Tuesday, December 1, 2020

On Fear, Hope, and Trust

 

On Fear, Hope, and Trust

December 1, 2020

 

The Scripture quotations contained herein are from the New Revised Standard Version Bible, copyright © 1989 by the Division of Christian Education of the National Council of the Churches of Christ in the U.S.A. Used by permission. All rights reserved.

 

I’ll tell you the truth. I’ve never been a big fan of most of the Psalms. Some of them are wonderful of course—Psalm 23, Psalm 139 (except verses 19-22, which are awful), Psalm 8, and Psalm 51 among others. But the Psalms are full of complaints against personal enemies and prayers not that the psalmist will come to love them as Jesus commands but that God will destroy them. Many of the psalmists seem to be feeling mighty sorry for themselves. When you read a lot of the Psalms you see how repetitive they are. Many of them, beginning with Psalm 1, have a Deuteronomic theology that I resoundingly reject. I don’t take much from many of the Psalms. Frankly, I can do perfectly well without most of them.

But every now and then I discover a Psalm I hadn’t known well before to be quite helpful and even quite wonderful. I had that experience today when I read Psalm 33 as one of the readings for today in a daily lectionary that I use. It does a couple of very good things. It answers a question that I and many people have about a central phrase in Hebrew scripture. It ends with beautiful verses of trust and hope in God. It is well worth spending some time with.

The central phrase In Hebrew scripture at issue here is the phrase “the fear of the Lord.”[1] It appears again and again in the Psalms and elsewhere in the Hebrew Bible (our Old Testament). The Hebrew Bible even says that “the fear of the Lord is the beginning of wisdom.” Proverbs 9:10a. That phrase, the fear of the Lord, has always bothered me. I’ve wondered, does it mean we’re supposed to be afraid of God? That’s what it sounds like it means. To fear something is to be afraid of it, right? Though Hebrew scripture tells me over and over again to fear the Lord, I don’t think of God as something or someone to fear. I’m not afraid of God, for I know God to be ultimate love, full of care and grace for me and for all creation. So no, I don’t fear the Lord, at least not in what appears to be the obvious meaning of that phrase.

For quite some time I’ve struggled to find a meaning of “fear of the Lord” other than be afraid of God. I’ve had a few thoughts on the subject. I’ve told myself that to fear the Lord must mean something like to stand in awe before the power and majesty of God. I was delighted then to discover that Psalm 33 expresses that same understanding of the phrase. To understand how it does that, however, we have to understand something that at first seems quite unrelated to that question. We must understand how Hebrew poetry works.

REQUIRED WORK.
#1 Answer these questions on the post about Psalm 33:
(a) Which verses of Psalm 139 does the writer call awful?
(b) In what did the writer read Psalm 33 that day?
(c) Which verse says that "the fear of the Lord is the beginning of wisdom"?
#2 Repeat the post about Psalm 33 word for word, between "I’ll tell you" and "most of them.", inclusive.
#3 Go on with the post about Psalm 33 from the point where it stops.
The material after this point is separate from the post about Psalm 33.

AVAILABLE DATA.
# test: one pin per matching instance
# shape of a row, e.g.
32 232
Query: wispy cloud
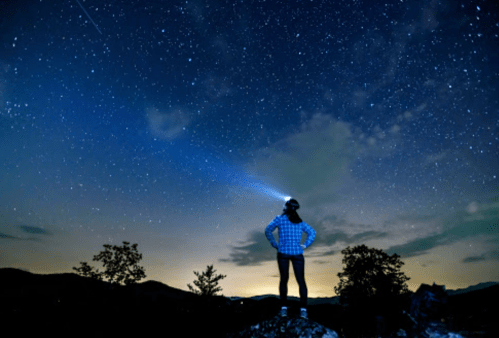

RESULTS OF THE EXERCISE.
#1
(a) Verses 19-22
(b) In a daily lectionary the writer uses
(c) Proverbs 9:10a

#2
I’ll tell you the truth. I’ve never been a big fan of most of the Psalms. Some of them are wonderful of course—Psalm 23, Psalm 139 (except verses 19-22, which are awful), Psalm 8, and Psalm 51 among others. But the Psalms are full of complaints against personal enemies and prayers not that the psalmist will come to love them as Jesus commands but that God will destroy them. Many of the psalmists seem to be feeling mighty sorry for themselves. When you read a lot of the Psalms you see how repetitive they are. Many of them, beginning with Psalm 1, have a Deuteronomic theology that I resoundingly reject. I don’t take much from many of the Psalms. Frankly, I can do perfectly well without most of them.

#3
You’ve probably noticed that parts of the Bible, especially the Old Testament, appear printed in simple prose form. The text is organized into paragraphs with the first line indented and the margins justified. The Hebrew text that gets translated and printed that way is indeed simply prose. Some of the text is printed in what appears to be verse form. All of the Psalms are printed that way. Much of the text of the books of the prophets is too. Yet perhaps you’ve noticed that what appears to be verse has no meter, and it doesn’t rhyme. That’s because Hebrew poetry didn’t work with meter and rhyme. Instead, it was written in couplets, two lines that somehow belong together. One line makes a statement, then the second line makes another statement that is related in some way to the first statement. Psalm 23 begins with a famous example: “The Lord is my shepherd, I shall not want.” Psalm 23:1. The phrase “I shall not want” amplifies what the line “The Lord is my shepherd” means. Because the Lord is my shepherd, I shall not want. The second statement often restates the first statement in different words. It may even on rare occasions contradict the first statement, or at least appear to do so.

Sometimes the second statement essentially defines the first statement or at least some word in it. That’s how Psalm 33:8 works:

 

Let all the earth fear the Lord;

       let all the inhabitants of the

              world stand in awe of him.

 

The second statement, “let all the inhabitants of the earth stand in awe of him,” develops and essentially defines the first statement, “Let all the earth fear the Lord.” When we understand how Hebrew poetry works we learn from this verse that to fear the Lord is to stand in awe of the Lord.

OK, but that understanding raises another question, doesn’t it. What does it mean to stand in awe of something? Google.com defines awe as “a feeling of reverential respect mixed with fear or wonder.” Another source, merrian-webster.com, defines awe as “an emotion variously combining dread, veneration, and wonder that is inspired by authority or by the sacred or sublime.” We see that fear or even dread may be part of awe, but they aren’t all of it by any means. Awe is first of all “a feeling of reverential respect.” “Reverential” means having deep respect for something or someone. It can include veneration (essentially a synonym of reverence) and wonder. Yes, it can include what we normally think of as fear, as being afraid, but it is a whole lot more than that.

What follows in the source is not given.